- _BRANO ESTRATTO_
·····
Il patto con Cosa Nostra
L. un ragazzo italiano di Palermo, con molta schiettezza mi spiega come funziona questo mercato. «Prima di tutto, se gli africani vendono questa roba è perché la mafia glielo permette. A Ballarò non puoi fare affari loschi se non hai il permesso di Cosa nostra, o se non conti abbastanza da avere la forza di poter scendere a patti con loro, come ha fatto la Black Axe. Per capire la diffusione di crack ed eroina, devi entrare nella logica del codice mafioso locale. L’eroina non la vendono gli italiani, perché la considerano una merda. Qui la chiamano: consumare figli di madre -, dice L. divertito. - Dunque nel codice mafioso locale è condannata. Ma non la ostacolano. Non vogliono essere l’ultima mano che passa quella roba. Queste cose le fanno fare ai turchi, come chiamano gli stranieri qui a Palermo».
Arrivati gli africani, la mafia ha constatato che quello del crack e dell’eroina era un business remunerativo, e ha dunque tollerato la presenza della Black Axe perché portava profitti e pagava il pizzo. Una ricostruzione confermata, in una recente intervista a Sky, anche dal procuratore nazionale antimafia, Franco Roberti. La Black Axe, ha spiegato, «convive in una sorta di equilibrio precario, ma comunque un equilibrio con le organizzazioni mafiose italiane, che tollerano la presenza dei nigeriani e in qualche modo li sfruttano pure perché prendono spesso delle percentuali sui loro traffici illeciti e quindi ne ammettono la presenza».
La Black Axe ha un’organizzazione criminale complessa e gerarchizzata, con ruoli ben definiti al suo interno: riti voodoo, atroci punizioni corporali per chi non segue le regole interne e le indicazioni dei capi, affiliazioni in cui i neofiti sono costretti a bere sangue umano.
La Black Axe è un’organizzazione originale e spietata. In Italia è prima arrivata al Nord – Torino, Brescia, Padova – poi è scesa al Sud, dove ha creato la sua roccaforte a Castel Volturno. Solo intorno al 2014, sempre secondo la procura di Palermo, è riuscita a trovare terreno fertile a Ballarò, dove ha iniziato prima a gestire la prostituzione per poi accaparrarsi il monopolio dello spaccio di eroina e una buona fetta dello spaccio di crack.

Le rotte adriatiche
Partita su iniziativa dei magistrati palermitani, l’operazione “Black Axe” del novembre 2016 ha portato all’arresto di 17 persone su tutto il territorio nazionale. I magistrati sono riusciti a ricostruire la cupola mafiosa e i ruoli a livello italiano. La polizia ha potuto così mettere sotto custodia i vari boss sparsi in Italia, arrecando un duro colpo alla mafia nigeriana, che mostra di essere sempre meglio organizzata e radicata sul territorio.
·····
[Voci del dataset]
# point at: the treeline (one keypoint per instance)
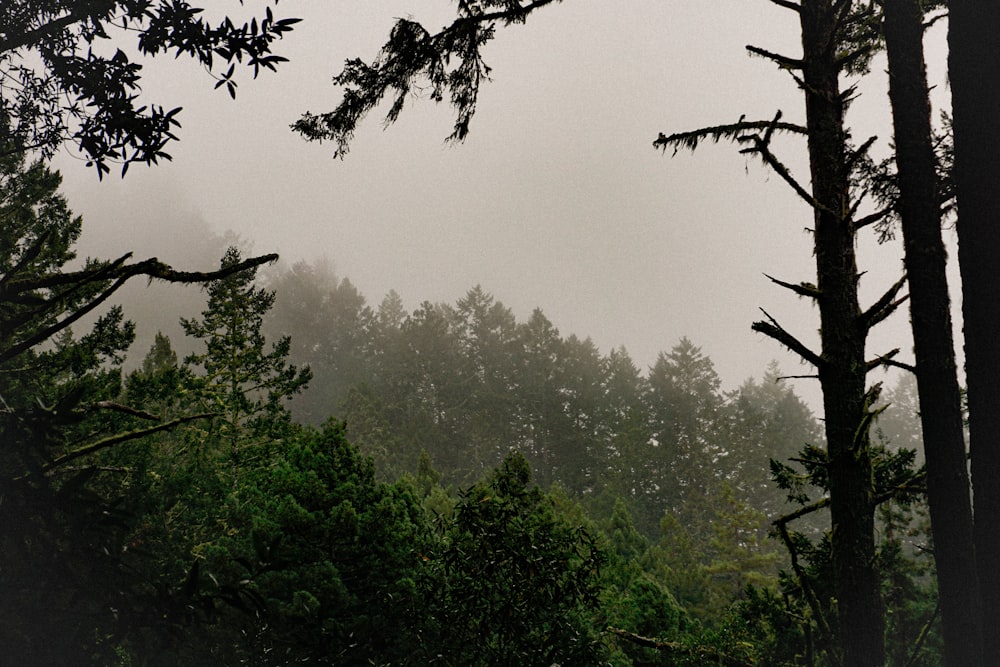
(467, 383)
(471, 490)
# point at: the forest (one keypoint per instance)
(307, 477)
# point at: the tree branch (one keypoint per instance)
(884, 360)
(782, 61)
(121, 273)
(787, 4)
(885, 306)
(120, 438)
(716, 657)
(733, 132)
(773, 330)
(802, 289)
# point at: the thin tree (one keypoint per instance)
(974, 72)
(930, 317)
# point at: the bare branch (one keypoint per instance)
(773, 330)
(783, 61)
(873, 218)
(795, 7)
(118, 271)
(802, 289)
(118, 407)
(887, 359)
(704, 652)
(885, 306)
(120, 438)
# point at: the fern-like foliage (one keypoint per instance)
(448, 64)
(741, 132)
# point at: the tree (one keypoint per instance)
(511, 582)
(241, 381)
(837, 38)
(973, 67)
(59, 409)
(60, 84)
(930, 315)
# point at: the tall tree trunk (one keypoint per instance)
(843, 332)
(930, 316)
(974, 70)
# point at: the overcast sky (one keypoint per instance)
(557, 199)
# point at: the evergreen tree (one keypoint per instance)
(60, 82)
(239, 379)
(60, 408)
·····
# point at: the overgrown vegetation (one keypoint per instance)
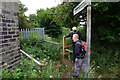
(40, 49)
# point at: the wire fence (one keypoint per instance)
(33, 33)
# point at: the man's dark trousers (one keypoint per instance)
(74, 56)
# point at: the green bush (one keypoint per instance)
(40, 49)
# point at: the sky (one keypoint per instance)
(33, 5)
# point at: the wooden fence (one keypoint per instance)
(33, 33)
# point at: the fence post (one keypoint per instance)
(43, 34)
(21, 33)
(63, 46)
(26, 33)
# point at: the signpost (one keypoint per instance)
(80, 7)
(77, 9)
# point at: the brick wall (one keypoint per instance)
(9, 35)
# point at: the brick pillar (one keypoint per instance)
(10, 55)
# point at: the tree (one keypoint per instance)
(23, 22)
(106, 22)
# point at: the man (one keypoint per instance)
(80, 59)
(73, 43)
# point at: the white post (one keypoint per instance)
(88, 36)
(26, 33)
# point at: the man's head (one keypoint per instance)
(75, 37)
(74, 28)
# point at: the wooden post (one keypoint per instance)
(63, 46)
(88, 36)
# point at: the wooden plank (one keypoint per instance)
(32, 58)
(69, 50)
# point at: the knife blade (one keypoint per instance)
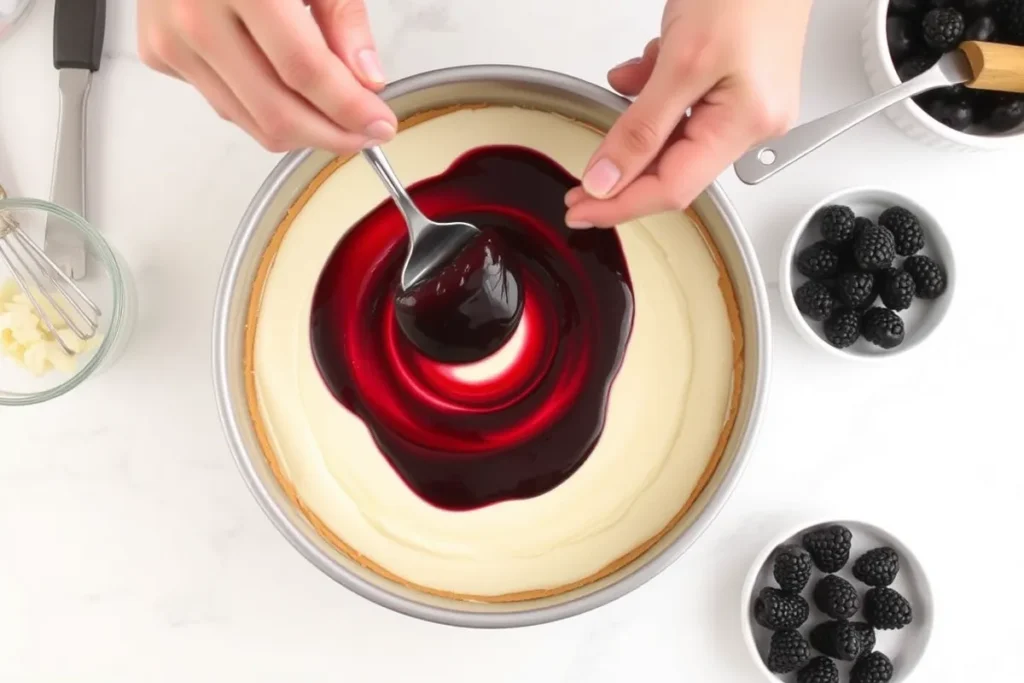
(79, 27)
·····
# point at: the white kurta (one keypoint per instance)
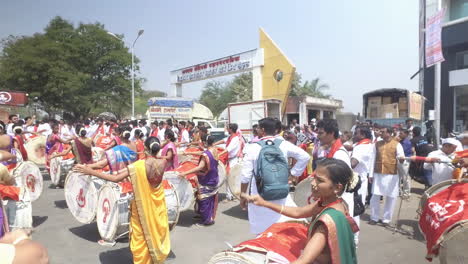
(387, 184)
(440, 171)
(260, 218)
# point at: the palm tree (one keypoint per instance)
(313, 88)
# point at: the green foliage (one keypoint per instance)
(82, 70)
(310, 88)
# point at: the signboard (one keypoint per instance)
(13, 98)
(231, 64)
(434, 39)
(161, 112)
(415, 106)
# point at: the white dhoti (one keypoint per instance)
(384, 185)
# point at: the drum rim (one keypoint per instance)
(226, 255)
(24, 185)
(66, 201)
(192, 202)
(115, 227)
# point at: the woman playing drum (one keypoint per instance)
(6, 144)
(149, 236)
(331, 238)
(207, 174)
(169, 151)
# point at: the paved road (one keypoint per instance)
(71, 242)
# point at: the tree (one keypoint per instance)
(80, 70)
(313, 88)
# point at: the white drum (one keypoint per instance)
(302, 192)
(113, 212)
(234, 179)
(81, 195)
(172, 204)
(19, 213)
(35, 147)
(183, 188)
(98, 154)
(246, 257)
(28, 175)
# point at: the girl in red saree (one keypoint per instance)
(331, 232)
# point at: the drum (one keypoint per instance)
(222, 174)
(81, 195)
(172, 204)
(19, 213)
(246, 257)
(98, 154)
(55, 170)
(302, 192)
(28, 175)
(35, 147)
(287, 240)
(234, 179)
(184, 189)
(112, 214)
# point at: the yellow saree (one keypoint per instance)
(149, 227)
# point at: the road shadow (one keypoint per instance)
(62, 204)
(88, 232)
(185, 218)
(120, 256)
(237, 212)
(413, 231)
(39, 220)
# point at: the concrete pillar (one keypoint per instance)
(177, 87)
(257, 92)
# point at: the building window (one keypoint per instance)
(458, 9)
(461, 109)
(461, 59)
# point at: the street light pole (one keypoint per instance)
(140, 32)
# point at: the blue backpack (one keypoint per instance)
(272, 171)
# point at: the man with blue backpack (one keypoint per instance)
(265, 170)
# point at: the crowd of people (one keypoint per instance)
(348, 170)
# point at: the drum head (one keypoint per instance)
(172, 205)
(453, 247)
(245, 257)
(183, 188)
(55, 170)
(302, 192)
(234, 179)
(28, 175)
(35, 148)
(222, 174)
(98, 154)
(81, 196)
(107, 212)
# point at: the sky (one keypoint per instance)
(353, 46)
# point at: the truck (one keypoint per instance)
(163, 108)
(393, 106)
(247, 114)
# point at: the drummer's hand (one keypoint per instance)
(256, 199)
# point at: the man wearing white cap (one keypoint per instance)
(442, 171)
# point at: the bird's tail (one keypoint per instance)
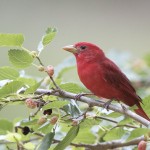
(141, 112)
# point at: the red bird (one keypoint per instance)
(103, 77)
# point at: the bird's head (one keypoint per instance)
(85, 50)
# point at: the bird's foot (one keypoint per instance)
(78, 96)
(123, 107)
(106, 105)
·····
- _ISTRUZIONI DI LAVORO_
• 1. Indica se queste affermazioni concordano con il brano sulla mafia nigeriana a Palermo, rispondendo sì o no e citando le parole decisive: (a) secondo L., gli italiani vendono eroina; (b) in Italia la Black Axe è arrivata prima al Nord; (c) l'operazione "Black Axe" del novembre 2016 ha portato all'arresto di 17 persone.
• 2. Ricopia dal brano sulla mafia nigeriana a Palermo il passo che va da "Le rotte adriatiche" fino a "radicata sul territorio." compreso.
• 3. Riprendi il brano sulla mafia nigeriana a Palermo dal punto in cui si interrompe e proseguilo.

- _SOLUZIONI IN ORDINE_
• 1.
(a) No: «L’eroina non la vendono gli italiani, perché la considerano una merda.»
(b) Sì: «In Italia è prima arrivata al Nord – Torino, Brescia, Padova – poi è scesa al Sud»
(c) Sì: «ha portato all’arresto di 17 persone su tutto il territorio nazionale»

• 2.
Le rotte adriatiche
Partita su iniziativa dei magistrati palermitani, l’operazione “Black Axe” del novembre 2016 ha portato all’arresto di 17 persone su tutto il territorio nazionale. I magistrati sono riusciti a ricostruire la cupola mafiosa e i ruoli a livello italiano. La polizia ha potuto così mettere sotto custodia i vari boss sparsi in Italia, arrecando un duro colpo alla mafia nigeriana, che mostra di essere sempre meglio organizzata e radicata sul territorio.

• 3.
Gli arresti però non hanno fermato il flusso di stupefacenti verso Palermo. «I sequestri di cocaina sono aumentati notevolmente negli ultimi anni, e quindi indirettamente il crack, mentre per l’eroina la situazione è sostanzialmente stabile», dice a pagina99 Agatino Emanuele, responsabile della sezione antidroga della squadra mobile di Palermo. Esiste una spiegazione alla stagnazione dei sequestri di eroina. «L’eroina non viene fornita da Cosa Nostra, che non ha il monopolio del business», afferma il professor Giancane. «Certamente i boss mafiosi autorizzano i nigeriani a spacciarla nel loro territorio. Tuttavia, i grossi carichi di eroina arrivano nell’Adriatico, tramite gli albanesi, e poi si espandono a macchia di leopardo nel resto d’Italia».
Per incidere sul flusso, i grandi sequestri di eroina da parte delle autorità non dovrebbero avvenire in Sicilia, quanto piuttosto nelle regioni adriatiche. «In effetti questa potrebbe essere una chiave di lettura plausibile», si limita dire al riguardo Emanuele.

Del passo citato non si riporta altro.